ACTIONS TO TAKE
1. Translate this sentence from the markets report into Spanish: "The Yield on the benchmark 10-year Treasury note fell as low as 1.475%, the first time it had dipped below 1.5% in a week."
2. Pull out the part of the markets report starting with "Germany’s 10-year government" and going on through "rise in yields.", word for word.

[[ SOURCE TEXT, beginning ]]

* ECB says it will speed up bond purchases
* U.S. initial jobless claims less than expected
* Tech shares lead Wall Street higher (Updates with close of European markets, U.S. Treasury auction)
NEW YORK, March 11 (Reuters) - A gauge of global stocks climbed for a third straight session on Thursday to hit its highest level in two weeks, as a dip in government bond yields helped ease inflation worries and provided a boost to equities.
Euro zone bond yields fell after the European Central Bank said it was ready to accelerate money-printing to keep a lid on euro zone borrowing costs, using its 1.85 trillion euro Pandemic Emergency Purchase Program (PEPP) more generously over the coming months to stop any unwarranted rise in debt financing costs.
Germany’s 10-year government bond yield was last unchanged at -0.333%, after falling as far as -0.367%, the lowest level since Feb. 18 and further away from the near one-year high of -0.203% in late February.
The Yield on the benchmark 10-year Treasury note fell as low as 1.475%, the first time it had dipped below 1.5% in a week. It was last at 1.5213%.
On Wall Street, the easing inflation worry helped support equities, with the highly valued technology sector leading the way higher, up 2.40%. Expensive stocks, many of which are in the tech sector, have been highly sensitive to the rise in yields.

[[ SOURCE TEXT, end ]]
[[ EXTRACTED ENTRIES, beginning ]]

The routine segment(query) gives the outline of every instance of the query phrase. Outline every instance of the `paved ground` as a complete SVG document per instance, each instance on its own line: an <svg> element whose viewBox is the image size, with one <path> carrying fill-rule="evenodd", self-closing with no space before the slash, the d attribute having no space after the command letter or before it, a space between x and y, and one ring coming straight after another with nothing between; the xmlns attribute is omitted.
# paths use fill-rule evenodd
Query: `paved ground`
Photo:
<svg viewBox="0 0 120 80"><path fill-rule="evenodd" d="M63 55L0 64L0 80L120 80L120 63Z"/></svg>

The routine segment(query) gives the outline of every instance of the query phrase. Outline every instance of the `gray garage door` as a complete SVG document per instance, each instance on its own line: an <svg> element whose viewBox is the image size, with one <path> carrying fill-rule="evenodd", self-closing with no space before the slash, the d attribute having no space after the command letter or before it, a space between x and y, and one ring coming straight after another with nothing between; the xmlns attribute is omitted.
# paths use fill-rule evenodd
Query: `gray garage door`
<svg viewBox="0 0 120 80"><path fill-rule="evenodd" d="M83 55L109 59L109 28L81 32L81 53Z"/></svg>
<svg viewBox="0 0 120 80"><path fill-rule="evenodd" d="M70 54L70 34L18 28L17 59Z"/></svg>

[[ EXTRACTED ENTRIES, end ]]

SOLUTIONS TO THE EXERCISE
1. El rendimiento del bono de referencia del Tesoro a 10 años cayó hasta un mínimo de 1,475%, la primera vez en una semana que bajaba de 1,5%.

2.
Germany’s 10-year government bond yield was last unchanged at -0.333%, after falling as far as -0.367%, the lowest level since Feb. 18 and further away from the near one-year high of -0.203% in late February.
The Yield on the benchmark 10-year Treasury note fell as low as 1.475%, the first time it had dipped below 1.5% in a week. It was last at 1.5213%.
On Wall Street, the easing inflation worry helped support equities, with the highly valued technology sector leading the way higher, up 2.40%. Expensive stocks, many of which are in the tech sector, have been highly sensitive to the rise in yields.